:: TEXTE À LIRE ::

Ces interprétations anachroniques ne tiennent cependant pas compte du fait que ce livre, dans ses premières éditions, propose une dynamique de lecture très particulière, beaucoup plus paradoxale, dialogique, voire utopique, que ne le laissent entendre ces lectures centrées sur le contenu sociopolitique utopien du Livre II, ou sur sa prétendue appartenance au genre littéraire de l’utopie. Une analyse attentive des caractéristiques de ces premières éditions – celle de Thierry Martens à Louvain en 1516, celle de Gilles de Gourmont à Paris en 1517[10], mais surtout celles, plus achevées, de Johannes Froben en mars et en novembre 1518 à Bâle[11] – permettra de mettre en lumière cette dynamique de lecture rendue possible par la structure éditoriale et typographique sophistiquée du texte, structure quasi interactive – inspirée par ce que nous avons appelé la conception dialogocentrique du livre, et de l’homme, chez les humanistes de la Renaissance[12].
À l’aide de tableaux emboîtés les uns dans les autres, nous avons tenté ici de reproduire cette structure dialogique à plusieurs niveaux qui, comme on le verra bientôt, possède le pouvoir de renouveler la lecture qu’on peut faire de cette utopie faite livre.
Un tel tableau ne donne cependant qu’un aperçu bidimensionnel de la dynamique multidimensionnelle de lecture créée par les divers niveaux d’interaction que tente de reproduire dans ses pages ce livre multiforme. Il importe donc de décrire plus en détail les sept axes de « dialogue » que nous y avons identifiés.
Le dialogue éditorial « externe » de L’Utopie
Rappelons d’abord que L’Utopie s’inscrit elle-même dans une forme de dialogue éditorial externe plus vaste, du fait qu’elle constitue le second volet d’un diptyque amorcé quelques années plus tôt par le célèbre ami de More, Érasme, avec son Éloge de la folie, dédié à More. L’Utopie devait en effet constituer un éloge de la sagesse[13] en réponse au Moriae Encomium qu’Érasme avait rédigé chez More et publié la première fois à Paris en 1511 chez Gilles de Gourmont, éditeur de la deuxième édition de L’Utopie. Véritable « best-seller » européen, L’Éloge de la folie a fait l’objet de très nombreuses rééditions, incluant la très importante édition révisée et augmentée que propose Froben – éditeur des troisième et quatrième éditions de L’Utopie – en 1516, l’année même de la parution de L’Utopie chez Martens.

:::

CONSIGNE 1: Selon le texte sur les premières éditions de L'Utopie, où et en quelle année Thierry Martens a-t-il publié son édition ?
CONSIGNE 2: D'après le texte sur les premières éditions de L'Utopie, pourquoi faut-il décrire plus en détail les sept axes de « dialogue » ?
CONSIGNE 3: Poursuivez le texte sur les premières éditions de L'Utopie après sa dernière phrase.

:: DONNÉES FOURNIES ::

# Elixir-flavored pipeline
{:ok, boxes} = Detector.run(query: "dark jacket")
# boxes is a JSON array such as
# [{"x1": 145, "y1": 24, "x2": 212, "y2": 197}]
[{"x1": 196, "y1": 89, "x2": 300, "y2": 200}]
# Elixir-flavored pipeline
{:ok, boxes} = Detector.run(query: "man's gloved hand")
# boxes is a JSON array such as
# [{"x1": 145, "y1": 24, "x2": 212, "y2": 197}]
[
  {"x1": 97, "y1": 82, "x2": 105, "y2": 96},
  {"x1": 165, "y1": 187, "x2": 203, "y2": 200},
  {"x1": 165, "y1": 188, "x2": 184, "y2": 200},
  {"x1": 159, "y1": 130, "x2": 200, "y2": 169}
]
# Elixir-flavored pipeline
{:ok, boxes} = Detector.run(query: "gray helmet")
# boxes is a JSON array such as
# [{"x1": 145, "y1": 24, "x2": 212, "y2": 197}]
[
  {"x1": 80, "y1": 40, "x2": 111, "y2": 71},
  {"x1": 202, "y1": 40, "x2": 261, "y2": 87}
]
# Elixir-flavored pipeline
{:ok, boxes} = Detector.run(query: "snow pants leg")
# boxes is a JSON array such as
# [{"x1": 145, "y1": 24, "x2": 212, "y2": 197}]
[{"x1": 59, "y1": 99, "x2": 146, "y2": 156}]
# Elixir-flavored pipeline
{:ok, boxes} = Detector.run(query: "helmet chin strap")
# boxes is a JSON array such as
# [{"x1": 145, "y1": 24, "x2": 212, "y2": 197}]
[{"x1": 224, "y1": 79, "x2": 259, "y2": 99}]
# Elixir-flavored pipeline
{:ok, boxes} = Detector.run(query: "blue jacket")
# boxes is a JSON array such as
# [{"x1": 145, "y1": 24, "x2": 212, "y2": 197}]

:::

RÉPONSE RÉDIGÉE 1: À Louvain, en 1516.

RÉPONSE RÉDIGÉE 2: Un tableau ne donne qu'un aperçu bidimensionnel de la dynamique de lecture. Or cette dynamique est multidimensionnelle, car elle naît des divers niveaux d'interaction que le livre tente de reproduire dans ses pages.

RÉPONSE RÉDIGÉE 3:
Ce premier niveau de dialogue entre ces deux livres et ces deux auteurs illustre, comme l’a montré l’historienne Lisa Jardine[15], que la publication de L’Utopie était un événement littéraire et éditorial planifié, le produit d’une forme prémoderne de mise en marché et de « réseautage social », comme l’indiquent d’ailleurs explicitement la correspondance entre ces auteurs, mais aussi le libellé initial quasi identique des titres des deux ouvrages[16], les dédicaces et contributions épistolaires et poétiques des nombreux amis humanistes impliqués dans le « coup » de L’Utopie, et même un autre diptyque, iconographique celui-là, commandé au peintre flamand Quentin Metsys et offert à More la même année[17].
À l’autre bout historique de ce dialogue éditorial « externe » au livre lui-même, il faudrait aussi prendre en compte la postérité de ce petit opuscule qui, comme on le sait, a donné lieu à une multitude de réponses, de rééditions, de traductions, d’adaptations, d’imitations, de commentaires, de débats et de relectures dans les années et les siècles qui suivront. Vouloir intégrer ce dialogue a posteriori, lié à la réception de l’ouvrage, sous-entendrait cependant une tâche colossale qui va au-delà des limites de cette étude, consacrée d’abord et avant tout aux dialogues que tente de susciter le livre à l’intérieur même de ses pages… et de la tête de son lecteur.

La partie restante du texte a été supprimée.